> [Assignment]:
Up to and including the line containing "negative clicks: (1780, 232)", please reproduce the lines of the listing below, starting from the top.
─── Given data ───
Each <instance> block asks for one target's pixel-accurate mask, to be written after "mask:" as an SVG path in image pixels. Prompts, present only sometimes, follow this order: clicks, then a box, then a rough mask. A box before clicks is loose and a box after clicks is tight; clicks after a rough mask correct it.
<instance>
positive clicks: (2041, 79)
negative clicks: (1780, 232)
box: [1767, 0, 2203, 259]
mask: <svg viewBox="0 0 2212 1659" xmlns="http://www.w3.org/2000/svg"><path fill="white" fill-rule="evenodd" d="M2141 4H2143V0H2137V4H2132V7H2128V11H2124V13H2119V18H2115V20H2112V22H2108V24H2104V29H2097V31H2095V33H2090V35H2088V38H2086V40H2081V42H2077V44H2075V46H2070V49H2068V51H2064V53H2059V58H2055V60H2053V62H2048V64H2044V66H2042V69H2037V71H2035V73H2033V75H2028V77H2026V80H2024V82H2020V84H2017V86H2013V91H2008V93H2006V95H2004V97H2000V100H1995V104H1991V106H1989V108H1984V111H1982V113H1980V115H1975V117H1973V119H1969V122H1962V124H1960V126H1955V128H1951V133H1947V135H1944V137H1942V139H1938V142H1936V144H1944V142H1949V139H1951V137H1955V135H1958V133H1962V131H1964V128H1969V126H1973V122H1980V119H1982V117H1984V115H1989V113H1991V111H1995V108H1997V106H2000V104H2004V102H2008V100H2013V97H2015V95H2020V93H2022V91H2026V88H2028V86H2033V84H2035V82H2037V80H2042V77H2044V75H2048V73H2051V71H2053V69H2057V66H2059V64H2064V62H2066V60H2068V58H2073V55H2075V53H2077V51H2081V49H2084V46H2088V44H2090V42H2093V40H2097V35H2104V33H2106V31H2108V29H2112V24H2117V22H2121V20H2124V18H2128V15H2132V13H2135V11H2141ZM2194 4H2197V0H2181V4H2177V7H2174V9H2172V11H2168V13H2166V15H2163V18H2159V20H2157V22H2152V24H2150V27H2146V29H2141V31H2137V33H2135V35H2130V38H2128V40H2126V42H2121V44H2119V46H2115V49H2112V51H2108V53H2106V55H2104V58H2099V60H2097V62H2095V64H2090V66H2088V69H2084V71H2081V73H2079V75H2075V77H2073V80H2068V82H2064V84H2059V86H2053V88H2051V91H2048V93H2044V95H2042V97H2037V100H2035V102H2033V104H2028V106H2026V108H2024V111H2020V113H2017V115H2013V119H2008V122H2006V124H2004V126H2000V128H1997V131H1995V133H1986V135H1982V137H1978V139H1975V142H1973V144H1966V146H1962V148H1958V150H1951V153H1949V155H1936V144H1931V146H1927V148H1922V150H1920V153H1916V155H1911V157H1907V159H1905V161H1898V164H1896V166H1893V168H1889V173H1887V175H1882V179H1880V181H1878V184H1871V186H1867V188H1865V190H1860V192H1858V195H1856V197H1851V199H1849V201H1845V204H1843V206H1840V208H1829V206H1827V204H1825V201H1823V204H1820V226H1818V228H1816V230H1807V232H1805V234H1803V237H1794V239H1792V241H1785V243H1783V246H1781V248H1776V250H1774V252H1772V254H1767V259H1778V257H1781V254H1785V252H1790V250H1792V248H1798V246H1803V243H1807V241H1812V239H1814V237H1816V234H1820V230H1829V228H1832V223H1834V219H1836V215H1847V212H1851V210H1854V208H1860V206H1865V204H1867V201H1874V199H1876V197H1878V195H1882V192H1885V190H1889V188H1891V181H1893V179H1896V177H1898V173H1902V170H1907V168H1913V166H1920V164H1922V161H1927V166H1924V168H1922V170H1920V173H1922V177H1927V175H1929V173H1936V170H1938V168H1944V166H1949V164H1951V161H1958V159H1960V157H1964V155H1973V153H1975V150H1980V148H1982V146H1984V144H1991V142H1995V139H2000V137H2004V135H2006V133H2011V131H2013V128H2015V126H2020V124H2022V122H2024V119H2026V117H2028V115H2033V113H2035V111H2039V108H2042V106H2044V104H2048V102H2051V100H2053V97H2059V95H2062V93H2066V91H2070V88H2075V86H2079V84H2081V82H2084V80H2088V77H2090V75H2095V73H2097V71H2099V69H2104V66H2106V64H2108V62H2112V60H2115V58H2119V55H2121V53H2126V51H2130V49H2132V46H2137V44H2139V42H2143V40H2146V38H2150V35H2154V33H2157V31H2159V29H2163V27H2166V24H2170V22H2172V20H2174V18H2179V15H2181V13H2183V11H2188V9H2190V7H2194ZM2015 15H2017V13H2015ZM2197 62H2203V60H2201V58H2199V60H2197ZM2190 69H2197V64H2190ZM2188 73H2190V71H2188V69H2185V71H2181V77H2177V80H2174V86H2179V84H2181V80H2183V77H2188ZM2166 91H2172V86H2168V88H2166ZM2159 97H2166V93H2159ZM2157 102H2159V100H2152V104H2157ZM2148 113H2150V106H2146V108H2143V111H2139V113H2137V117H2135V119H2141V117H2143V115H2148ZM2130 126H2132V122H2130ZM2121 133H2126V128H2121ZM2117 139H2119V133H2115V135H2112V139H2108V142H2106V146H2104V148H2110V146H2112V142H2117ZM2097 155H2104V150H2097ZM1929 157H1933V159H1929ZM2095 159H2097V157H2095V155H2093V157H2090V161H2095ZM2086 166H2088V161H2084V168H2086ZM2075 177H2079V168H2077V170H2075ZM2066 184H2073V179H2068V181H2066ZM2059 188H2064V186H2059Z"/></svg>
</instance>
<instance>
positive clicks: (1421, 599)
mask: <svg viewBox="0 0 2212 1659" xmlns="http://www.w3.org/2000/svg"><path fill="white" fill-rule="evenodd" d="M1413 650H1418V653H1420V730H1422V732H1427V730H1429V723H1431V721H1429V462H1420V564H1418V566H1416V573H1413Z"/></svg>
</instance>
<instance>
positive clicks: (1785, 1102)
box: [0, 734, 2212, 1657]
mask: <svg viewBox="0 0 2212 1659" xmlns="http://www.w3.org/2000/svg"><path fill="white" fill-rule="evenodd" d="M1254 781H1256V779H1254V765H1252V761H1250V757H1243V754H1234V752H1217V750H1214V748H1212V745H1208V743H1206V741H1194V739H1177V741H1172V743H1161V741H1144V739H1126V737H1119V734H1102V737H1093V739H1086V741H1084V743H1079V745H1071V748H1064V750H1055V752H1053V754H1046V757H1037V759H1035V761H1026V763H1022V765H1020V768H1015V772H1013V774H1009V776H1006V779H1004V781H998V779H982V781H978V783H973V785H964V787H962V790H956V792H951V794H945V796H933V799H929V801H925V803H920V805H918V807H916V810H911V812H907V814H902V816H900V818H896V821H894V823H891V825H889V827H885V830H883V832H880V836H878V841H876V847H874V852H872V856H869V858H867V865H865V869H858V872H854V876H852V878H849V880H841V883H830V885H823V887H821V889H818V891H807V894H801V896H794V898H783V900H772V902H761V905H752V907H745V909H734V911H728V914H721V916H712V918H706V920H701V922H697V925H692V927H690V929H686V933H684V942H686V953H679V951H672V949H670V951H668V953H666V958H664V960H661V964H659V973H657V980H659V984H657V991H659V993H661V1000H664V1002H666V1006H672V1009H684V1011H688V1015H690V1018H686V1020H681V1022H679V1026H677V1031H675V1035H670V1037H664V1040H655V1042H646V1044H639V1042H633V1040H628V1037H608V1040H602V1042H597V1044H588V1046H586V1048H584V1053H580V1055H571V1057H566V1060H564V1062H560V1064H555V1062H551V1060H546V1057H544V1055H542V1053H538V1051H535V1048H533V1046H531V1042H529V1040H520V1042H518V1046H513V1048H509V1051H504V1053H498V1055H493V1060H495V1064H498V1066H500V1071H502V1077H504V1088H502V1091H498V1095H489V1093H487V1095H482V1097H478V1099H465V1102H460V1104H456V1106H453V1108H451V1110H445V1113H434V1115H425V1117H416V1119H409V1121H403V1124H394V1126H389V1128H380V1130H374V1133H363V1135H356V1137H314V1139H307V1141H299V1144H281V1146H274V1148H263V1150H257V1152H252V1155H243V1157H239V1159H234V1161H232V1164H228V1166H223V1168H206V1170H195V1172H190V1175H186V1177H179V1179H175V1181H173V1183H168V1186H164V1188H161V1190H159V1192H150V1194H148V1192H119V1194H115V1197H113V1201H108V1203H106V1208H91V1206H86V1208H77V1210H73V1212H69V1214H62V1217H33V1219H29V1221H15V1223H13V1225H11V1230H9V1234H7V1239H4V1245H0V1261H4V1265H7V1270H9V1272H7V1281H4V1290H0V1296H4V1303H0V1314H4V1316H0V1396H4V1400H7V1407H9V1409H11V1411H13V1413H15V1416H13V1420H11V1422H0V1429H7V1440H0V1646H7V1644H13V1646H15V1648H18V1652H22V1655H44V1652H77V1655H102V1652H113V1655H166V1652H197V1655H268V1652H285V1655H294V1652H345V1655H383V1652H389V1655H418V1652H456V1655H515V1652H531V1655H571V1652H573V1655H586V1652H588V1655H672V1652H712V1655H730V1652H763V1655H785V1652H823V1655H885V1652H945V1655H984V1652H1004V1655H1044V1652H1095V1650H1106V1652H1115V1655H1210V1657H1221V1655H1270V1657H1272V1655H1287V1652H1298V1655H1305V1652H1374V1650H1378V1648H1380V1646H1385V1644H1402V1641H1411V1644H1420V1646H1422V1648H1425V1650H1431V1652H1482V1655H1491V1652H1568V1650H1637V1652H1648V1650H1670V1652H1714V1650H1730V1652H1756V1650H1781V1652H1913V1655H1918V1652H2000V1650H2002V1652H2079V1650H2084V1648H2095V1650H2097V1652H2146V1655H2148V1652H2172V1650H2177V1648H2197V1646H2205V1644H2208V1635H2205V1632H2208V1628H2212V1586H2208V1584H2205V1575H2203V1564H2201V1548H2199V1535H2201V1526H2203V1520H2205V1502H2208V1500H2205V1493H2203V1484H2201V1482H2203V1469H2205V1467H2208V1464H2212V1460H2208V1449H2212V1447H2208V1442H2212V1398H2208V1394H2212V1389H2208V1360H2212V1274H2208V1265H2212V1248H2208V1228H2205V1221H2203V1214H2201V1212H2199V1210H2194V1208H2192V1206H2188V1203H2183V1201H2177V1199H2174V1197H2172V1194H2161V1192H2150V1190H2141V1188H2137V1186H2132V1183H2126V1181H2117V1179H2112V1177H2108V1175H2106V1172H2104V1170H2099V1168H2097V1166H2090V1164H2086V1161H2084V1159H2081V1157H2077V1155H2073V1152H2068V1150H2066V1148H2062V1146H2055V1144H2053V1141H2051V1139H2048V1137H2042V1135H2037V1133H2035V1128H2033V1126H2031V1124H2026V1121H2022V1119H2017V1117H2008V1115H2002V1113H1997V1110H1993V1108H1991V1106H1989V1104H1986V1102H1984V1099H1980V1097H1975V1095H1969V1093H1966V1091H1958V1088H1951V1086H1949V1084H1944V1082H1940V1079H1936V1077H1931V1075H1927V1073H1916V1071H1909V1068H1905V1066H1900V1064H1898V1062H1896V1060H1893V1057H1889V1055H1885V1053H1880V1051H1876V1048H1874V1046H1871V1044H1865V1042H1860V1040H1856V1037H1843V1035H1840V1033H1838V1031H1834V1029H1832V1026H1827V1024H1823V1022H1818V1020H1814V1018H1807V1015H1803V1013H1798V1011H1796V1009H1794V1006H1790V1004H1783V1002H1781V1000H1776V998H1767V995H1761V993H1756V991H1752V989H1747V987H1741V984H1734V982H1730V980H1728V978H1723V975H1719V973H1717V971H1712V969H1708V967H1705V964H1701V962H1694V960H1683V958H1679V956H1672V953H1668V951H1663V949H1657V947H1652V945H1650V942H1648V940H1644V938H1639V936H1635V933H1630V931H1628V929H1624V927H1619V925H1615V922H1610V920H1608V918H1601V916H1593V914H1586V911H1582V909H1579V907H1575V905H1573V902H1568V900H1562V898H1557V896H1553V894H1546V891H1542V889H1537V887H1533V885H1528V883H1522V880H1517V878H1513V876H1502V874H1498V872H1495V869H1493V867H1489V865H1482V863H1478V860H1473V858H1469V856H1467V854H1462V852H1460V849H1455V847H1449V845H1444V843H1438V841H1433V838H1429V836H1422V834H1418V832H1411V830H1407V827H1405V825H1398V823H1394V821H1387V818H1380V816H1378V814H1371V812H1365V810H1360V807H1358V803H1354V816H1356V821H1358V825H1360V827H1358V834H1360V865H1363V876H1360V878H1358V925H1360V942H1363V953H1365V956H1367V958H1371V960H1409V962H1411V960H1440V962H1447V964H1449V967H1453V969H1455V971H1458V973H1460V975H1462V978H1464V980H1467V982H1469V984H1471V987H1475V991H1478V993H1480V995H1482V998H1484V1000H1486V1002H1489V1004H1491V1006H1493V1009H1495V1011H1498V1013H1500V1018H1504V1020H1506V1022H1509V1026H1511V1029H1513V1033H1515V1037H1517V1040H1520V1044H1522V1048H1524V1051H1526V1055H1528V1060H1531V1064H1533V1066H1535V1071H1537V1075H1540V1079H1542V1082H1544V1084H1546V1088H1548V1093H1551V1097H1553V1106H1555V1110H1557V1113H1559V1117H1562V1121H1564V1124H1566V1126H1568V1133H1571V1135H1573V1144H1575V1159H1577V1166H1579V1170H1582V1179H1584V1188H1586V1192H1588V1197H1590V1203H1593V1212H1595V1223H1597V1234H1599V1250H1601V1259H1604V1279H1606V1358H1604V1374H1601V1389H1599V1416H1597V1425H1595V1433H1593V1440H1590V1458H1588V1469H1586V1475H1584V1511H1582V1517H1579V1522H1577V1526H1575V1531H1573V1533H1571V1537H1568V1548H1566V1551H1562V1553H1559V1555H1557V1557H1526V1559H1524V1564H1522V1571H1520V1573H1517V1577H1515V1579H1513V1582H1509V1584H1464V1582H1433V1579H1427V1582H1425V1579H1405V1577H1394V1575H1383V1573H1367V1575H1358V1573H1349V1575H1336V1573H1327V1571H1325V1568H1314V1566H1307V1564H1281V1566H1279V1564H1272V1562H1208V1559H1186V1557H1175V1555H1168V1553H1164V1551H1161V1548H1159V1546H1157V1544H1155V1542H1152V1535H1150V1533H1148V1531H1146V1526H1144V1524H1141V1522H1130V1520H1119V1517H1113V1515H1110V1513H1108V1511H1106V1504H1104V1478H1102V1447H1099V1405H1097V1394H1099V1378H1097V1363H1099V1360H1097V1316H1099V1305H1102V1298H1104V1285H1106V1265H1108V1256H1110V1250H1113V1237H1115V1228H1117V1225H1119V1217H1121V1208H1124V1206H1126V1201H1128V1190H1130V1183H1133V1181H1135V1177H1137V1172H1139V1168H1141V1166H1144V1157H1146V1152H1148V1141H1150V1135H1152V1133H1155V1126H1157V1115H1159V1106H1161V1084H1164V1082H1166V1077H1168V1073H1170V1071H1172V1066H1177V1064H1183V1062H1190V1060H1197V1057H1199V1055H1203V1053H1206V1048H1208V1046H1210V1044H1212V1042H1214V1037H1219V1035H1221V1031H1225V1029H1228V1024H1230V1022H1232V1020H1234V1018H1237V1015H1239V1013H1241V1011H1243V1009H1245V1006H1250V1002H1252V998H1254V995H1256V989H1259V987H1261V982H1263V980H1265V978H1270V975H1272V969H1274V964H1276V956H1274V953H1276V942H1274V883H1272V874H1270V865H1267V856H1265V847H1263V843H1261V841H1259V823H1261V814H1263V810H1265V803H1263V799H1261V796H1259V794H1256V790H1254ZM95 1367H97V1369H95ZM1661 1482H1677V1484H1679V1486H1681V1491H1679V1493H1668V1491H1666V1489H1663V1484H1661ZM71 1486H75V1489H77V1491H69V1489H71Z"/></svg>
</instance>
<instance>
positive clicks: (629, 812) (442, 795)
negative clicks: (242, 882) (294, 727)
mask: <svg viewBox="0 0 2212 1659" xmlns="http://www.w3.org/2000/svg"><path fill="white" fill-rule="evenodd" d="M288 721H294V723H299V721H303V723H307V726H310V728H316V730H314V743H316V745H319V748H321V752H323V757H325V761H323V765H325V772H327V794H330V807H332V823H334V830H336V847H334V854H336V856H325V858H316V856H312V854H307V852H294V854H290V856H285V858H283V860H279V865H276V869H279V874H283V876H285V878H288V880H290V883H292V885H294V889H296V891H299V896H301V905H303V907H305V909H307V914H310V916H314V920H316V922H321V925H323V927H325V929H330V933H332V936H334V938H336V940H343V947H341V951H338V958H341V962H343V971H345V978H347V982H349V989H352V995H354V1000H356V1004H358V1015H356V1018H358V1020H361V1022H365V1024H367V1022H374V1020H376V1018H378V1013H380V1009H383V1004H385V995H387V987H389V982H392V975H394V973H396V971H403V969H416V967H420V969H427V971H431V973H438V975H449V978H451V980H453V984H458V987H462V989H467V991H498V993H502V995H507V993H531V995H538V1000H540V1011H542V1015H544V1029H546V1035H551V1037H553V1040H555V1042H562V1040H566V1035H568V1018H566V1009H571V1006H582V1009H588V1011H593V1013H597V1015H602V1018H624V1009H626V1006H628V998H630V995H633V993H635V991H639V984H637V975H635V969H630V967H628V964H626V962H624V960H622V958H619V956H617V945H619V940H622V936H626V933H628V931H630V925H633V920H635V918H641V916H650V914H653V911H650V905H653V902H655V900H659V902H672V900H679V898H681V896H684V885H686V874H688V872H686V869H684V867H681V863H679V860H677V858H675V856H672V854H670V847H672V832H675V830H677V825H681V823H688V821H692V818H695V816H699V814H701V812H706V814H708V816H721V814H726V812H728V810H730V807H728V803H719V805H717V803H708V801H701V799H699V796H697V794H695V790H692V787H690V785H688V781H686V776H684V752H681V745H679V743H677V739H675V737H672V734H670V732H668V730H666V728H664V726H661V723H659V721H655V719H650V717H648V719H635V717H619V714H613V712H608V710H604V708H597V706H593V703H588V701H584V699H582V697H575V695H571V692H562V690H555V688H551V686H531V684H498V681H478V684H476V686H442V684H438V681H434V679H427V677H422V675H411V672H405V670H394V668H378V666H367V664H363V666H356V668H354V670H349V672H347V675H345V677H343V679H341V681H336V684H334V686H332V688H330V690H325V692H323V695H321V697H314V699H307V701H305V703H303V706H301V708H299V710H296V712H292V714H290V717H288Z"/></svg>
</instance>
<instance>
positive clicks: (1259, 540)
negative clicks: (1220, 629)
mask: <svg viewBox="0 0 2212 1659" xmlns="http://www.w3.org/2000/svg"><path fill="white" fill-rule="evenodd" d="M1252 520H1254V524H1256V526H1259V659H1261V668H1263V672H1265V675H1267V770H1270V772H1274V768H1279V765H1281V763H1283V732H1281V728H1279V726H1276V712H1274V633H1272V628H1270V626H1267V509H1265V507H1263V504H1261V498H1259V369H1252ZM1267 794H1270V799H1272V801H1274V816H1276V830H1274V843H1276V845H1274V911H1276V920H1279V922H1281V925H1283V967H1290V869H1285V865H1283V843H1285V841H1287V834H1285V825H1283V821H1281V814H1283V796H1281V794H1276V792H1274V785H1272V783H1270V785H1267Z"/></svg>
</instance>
───
> [Expected output]:
Each <instance> block asks for one target's pixel-accurate mask, to be written after "mask:" as an SVG path in image pixels. Prompts, present only sometimes, follow this order: clicks, then a box, then a rough mask. A box before clicks is loose and a box after clicks is tight; clicks after a rough mask correct it.
<instance>
positive clicks: (2041, 79)
negative clicks: (1780, 232)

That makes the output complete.